体調を崩し、ソファーに寝転がってテレビをつけ何気なくみていると、よくテレビにでているコメンテーターが未承認のエボラ治療薬使用について、人体実験であり、止めるべきで、それよりも感染経路を特定するほうが先だと力説していました。果たしてそうなのでしょうか。
たとえそう思ったとしても、なぜ未承認のエボラ治療薬の使用を世界保健機関(WHO)専門家委員会が、条件付きとはいえなぜ認めたのかの理由もあわせて紹介すべきでしょう。居酒屋談義ならいいのですが、公的な電波をつかっている番組での発言としてはあまりにも不適切だと感じました。

新型インフルエンザなどと比べて感染力は弱いとされていますが、問題は、感染した場合の致死率が50%〜90%と極めて高いことです。治療法もなく、感染拡大を防ぐ決め手を欠き、死者が増え続けている深刻な事態に陥っているなかでWHOが致死率と未承認薬で副作用が生じるリスクを天秤にかけて、使用許可に踏み切った判断のほうがバランス感覚を持っていると感じます。

このコメンテーターに感じるのは、企業は悪だ、利益を得るためには手段を選ばないという先入観です。
未承認のエボラ治療薬、使用は倫理的=WHO委員会 | Reuters

問題は、とくに国境なき医師団など、現地で治療にあたっている人たちへの感染防止や治療方法がなければ、下手をすると治療にあたるチームそのものがなくなってしまいます。患者の体液に触れると感染することを考えれば、医療チームは厳しいリスクにさらされているのです。

それに感染ルートですが、緊急事態で感染ルート解明に時間をかけている間に、感染が広がっていくことは放置しろとでも言うのでしょうか。林先生ではありませんが、手を打つとすれば「今」でしょう。それが現場感覚だと思います。

**********

作業課題 1: エボラ治療薬についての文章では、感染した場合の致死率はどの程度とされていますか？
作業課題 2: エボラ治療薬についての文章のうち、「未承認のエボラ治療薬、使用は倫理的=WHO委員会 | Reuters」から「それが現場感覚だと思います。」まで（両端を含む）をそのまま繰り返してください。
作業課題 3: エボラ治療薬についての文章を、最後の文の後から引き継いで書き進めてください。

領域指示データ:
**********

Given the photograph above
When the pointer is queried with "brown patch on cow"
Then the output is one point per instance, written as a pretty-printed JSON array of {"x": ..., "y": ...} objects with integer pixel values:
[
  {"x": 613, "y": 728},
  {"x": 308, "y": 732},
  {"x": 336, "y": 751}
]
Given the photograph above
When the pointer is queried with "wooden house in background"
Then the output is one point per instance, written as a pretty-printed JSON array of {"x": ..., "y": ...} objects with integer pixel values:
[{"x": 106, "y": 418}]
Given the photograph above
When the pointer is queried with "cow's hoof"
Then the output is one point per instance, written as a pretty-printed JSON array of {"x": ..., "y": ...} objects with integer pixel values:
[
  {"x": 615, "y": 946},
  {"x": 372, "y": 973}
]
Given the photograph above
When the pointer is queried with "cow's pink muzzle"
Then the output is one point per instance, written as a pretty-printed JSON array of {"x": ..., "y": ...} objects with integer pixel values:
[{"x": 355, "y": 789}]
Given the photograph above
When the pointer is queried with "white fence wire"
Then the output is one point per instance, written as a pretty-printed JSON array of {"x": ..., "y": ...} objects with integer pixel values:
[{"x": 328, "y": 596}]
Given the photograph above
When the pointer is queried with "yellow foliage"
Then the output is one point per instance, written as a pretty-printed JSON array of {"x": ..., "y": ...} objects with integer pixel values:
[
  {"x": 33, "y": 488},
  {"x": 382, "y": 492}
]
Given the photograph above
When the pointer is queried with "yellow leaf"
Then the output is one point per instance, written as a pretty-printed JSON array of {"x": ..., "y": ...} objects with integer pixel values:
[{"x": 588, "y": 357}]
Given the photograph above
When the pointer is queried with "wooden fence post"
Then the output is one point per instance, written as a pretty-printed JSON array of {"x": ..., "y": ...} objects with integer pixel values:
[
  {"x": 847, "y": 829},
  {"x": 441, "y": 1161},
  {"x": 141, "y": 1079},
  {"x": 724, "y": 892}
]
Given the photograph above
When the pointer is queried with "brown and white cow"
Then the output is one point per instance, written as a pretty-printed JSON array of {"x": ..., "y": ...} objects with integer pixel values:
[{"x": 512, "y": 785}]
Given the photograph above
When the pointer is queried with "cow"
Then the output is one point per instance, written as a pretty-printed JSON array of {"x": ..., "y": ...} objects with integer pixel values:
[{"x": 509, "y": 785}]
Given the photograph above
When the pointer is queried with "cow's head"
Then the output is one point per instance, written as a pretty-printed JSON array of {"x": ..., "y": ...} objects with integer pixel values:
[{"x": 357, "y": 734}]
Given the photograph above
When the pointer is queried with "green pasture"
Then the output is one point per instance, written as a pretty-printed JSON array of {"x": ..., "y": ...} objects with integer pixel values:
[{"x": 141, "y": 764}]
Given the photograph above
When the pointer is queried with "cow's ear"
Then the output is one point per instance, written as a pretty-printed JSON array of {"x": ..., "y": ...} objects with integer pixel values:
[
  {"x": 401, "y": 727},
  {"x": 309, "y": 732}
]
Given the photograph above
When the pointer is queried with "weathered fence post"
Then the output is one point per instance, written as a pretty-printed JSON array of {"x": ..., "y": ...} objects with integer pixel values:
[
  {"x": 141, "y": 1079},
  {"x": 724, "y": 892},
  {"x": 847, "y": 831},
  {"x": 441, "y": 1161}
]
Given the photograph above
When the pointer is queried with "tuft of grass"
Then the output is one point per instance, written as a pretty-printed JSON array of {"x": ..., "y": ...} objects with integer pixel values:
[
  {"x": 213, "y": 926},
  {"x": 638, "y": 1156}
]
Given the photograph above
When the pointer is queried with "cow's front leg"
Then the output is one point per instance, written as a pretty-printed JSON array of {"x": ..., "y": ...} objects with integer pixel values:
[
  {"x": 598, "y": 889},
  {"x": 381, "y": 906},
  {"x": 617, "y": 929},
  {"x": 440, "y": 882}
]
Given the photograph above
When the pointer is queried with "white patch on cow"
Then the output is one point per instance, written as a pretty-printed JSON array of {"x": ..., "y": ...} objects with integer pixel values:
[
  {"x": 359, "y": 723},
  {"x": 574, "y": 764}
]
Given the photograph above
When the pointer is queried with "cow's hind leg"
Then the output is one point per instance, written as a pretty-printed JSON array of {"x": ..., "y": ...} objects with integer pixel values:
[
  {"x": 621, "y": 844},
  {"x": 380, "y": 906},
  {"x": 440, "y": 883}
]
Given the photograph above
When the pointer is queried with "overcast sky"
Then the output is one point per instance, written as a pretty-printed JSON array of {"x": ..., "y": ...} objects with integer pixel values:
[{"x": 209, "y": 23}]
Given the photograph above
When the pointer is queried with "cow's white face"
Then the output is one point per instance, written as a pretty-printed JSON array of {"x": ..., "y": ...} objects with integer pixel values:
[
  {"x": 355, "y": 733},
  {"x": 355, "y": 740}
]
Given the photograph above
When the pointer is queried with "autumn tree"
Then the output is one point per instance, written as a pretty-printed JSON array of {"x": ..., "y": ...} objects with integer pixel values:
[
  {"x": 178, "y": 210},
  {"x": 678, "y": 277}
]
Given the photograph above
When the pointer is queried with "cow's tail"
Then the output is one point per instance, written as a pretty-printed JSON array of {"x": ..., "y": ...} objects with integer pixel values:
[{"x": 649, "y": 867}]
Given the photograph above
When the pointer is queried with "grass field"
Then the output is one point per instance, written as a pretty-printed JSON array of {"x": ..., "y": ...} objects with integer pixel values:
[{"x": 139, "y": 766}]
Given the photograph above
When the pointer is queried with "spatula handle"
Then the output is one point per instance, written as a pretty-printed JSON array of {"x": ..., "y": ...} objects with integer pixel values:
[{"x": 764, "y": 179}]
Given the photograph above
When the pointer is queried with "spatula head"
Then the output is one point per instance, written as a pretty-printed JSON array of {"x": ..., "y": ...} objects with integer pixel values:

**********

解答 1: 50%〜90%です。

解答 2:
未承認のエボラ治療薬、使用は倫理的=WHO委員会 | Reuters

問題は、とくに国境なき医師団など、現地で治療にあたっている人たちへの感染防止や治療方法がなければ、下手をすると治療にあたるチームそのものがなくなってしまいます。患者の体液に触れると感染することを考えれば、医療チームは厳しいリスクにさらされているのです。

それに感染ルートですが、緊急事態で感染ルート解明に時間をかけている間に、感染が広がっていくことは放置しろとでも言うのでしょうか。林先生ではありませんが、手を打つとすれば「今」でしょう。それが現場感覚だと思います。

解答 3:
コウモリが宿主となっているという説が有望で、アフリカではコウモリを食べるので、それで感染が広がっている可能性が高いとされています。そうだとすれば、情報の伝達手段が進んでいる先進国とは状況が異なり、コウモリを食べる危険性を周知徹底することがはたして可能なのかも考慮されなければなりません。

そんなことよりも、この候補の治療薬のひとつに、日本の富士フイルムが開発中のワクチンがはいっていることを伝えるべきではないでしょうか。傘下の富山化学が開発し、米国FDAも有望視し、開発費の補助を行なっているものです。

このコメンテーターはそのことには触れていなかったので、知らなかったのではないかとすら疑いたくなります。経済ジャーナリストを標榜していて、経済ニュースを見ていないのでしょうか。市場が反応して株価があがったことも他のメディアでは報じられていました。
米、エボラ熱の新薬実用化急ぐ 富士フイルムなど優先審査 :日本経済新聞
米政府機関、エボラ治療で富士フイルムの薬を申請へ - MSN産経ニュース
富士フイルム株が急騰、年初来高値 エボラ出血熱に同社インフル薬有望で : J-CASTニュース

富士フイルムがエボラ熱に効く新薬を開発していることには、唐突な印象を受ける人も多いかもしれません。しかし同社がとっている戦略をたどれば、医薬品開発に注力していることは理にかなっています。その背景については昨日に発行したBLOGOSのメルマガで書かせていただきました。
唐突ではなかった富士フイルムのエボラ出血熱新薬

それにしても、体調を崩すことがなければ、見なかった情報番組ですが、内容の酷さには呆れ果てました。番組を面白くするために、タレント化した、鮮度もない「コメンテーター」を使うというのもどうなんでしょうね。

ちなみに、病院に行って検査してもらうと、医者から最近鶏刺し身を食べたかと聞かれました。体調を崩した原因はどうも鶏刺し身による食中毒だった可能性が高いようです。コウモリを食べて、エボラ出血熱に感染するよりはましだとは思いましたが。